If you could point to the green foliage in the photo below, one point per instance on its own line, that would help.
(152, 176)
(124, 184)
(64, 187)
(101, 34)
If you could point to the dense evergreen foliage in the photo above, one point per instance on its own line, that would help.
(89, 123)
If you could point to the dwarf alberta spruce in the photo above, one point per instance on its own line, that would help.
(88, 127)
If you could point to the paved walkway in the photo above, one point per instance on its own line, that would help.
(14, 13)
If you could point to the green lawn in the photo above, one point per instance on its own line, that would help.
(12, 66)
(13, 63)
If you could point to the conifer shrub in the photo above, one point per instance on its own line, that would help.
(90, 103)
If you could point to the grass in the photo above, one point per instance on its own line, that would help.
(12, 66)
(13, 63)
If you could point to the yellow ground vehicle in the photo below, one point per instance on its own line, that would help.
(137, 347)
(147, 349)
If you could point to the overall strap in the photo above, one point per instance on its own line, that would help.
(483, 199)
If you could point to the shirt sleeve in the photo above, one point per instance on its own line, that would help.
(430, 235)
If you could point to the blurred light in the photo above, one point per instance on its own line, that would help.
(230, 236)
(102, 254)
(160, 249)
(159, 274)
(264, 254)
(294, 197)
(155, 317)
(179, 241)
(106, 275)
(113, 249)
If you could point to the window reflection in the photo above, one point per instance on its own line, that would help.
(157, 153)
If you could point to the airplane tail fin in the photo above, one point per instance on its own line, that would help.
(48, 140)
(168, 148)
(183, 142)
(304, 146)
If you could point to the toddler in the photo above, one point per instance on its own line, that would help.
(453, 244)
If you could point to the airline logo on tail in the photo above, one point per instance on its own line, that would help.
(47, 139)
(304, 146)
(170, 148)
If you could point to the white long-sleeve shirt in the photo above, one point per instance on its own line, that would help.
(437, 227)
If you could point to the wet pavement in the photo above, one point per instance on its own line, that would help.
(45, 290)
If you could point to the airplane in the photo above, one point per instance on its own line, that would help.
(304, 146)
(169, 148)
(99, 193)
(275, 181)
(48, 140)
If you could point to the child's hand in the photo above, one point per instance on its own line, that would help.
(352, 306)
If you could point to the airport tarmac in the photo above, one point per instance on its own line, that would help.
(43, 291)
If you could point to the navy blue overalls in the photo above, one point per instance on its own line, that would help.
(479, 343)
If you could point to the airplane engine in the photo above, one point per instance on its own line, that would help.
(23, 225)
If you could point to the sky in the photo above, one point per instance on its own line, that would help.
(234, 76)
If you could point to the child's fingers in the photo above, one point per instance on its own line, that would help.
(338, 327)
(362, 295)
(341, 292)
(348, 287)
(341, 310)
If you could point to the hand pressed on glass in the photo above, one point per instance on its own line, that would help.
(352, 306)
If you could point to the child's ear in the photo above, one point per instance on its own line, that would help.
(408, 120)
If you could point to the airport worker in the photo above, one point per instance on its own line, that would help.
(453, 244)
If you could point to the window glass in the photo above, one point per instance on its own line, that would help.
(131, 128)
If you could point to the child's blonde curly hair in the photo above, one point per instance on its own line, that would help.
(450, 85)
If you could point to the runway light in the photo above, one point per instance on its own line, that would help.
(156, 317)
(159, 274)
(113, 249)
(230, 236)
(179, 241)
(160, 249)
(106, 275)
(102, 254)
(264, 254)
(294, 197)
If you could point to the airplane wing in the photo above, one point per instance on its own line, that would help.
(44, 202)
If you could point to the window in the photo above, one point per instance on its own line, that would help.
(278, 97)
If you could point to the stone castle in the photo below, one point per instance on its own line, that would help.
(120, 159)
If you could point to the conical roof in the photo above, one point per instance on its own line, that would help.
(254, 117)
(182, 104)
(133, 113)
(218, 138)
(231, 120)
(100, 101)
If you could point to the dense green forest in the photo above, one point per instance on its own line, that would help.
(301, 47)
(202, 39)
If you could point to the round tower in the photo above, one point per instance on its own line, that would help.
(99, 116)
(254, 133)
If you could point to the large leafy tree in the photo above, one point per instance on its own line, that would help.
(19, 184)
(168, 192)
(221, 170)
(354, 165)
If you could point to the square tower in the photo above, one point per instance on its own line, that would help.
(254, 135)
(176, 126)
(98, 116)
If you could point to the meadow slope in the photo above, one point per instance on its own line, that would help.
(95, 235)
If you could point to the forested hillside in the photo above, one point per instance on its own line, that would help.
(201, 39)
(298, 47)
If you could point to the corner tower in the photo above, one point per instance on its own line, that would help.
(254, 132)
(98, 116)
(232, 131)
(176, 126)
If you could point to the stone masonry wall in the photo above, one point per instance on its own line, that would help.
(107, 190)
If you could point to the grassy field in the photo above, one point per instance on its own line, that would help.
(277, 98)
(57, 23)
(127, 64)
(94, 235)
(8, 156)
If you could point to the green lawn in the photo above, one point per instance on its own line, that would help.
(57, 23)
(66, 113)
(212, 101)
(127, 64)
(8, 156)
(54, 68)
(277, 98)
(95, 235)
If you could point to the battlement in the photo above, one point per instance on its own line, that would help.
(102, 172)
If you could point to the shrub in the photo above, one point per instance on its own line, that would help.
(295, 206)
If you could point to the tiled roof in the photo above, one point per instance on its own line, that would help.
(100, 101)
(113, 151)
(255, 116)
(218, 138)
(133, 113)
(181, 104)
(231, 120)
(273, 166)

────────

■ **Stated task**
Could you rescale the items above, starting with the line that contains "If you could point to the grassy" and going on through the end of the items, by multiplying every coordinate in the answers by 2.3 and rounding to whole numbers (halves round up)? Give only those lines, with each request repeated unchanged.

■ **Problem solution**
If you could point to the grassy field in the photo above, one point per instance on its own line, that would help.
(637, 225)
(131, 53)
(292, 147)
(216, 541)
(18, 359)
If you could point to the green lawn in the photo above, one point per instance on its own line, that would help.
(131, 53)
(152, 260)
(488, 232)
(292, 147)
(18, 359)
(124, 156)
(637, 225)
(219, 541)
If you could point to the battlement in the photo above, one point per instance on its own line, that would help.
(235, 396)
If you could point to the shrub in the photo above, one point per instance on its own line, that would help.
(679, 474)
If you could point to the tiled roof in the photo above, one point per instance on its own line, that would help.
(230, 232)
(260, 347)
(587, 267)
(501, 317)
(306, 260)
(416, 239)
(531, 276)
(628, 382)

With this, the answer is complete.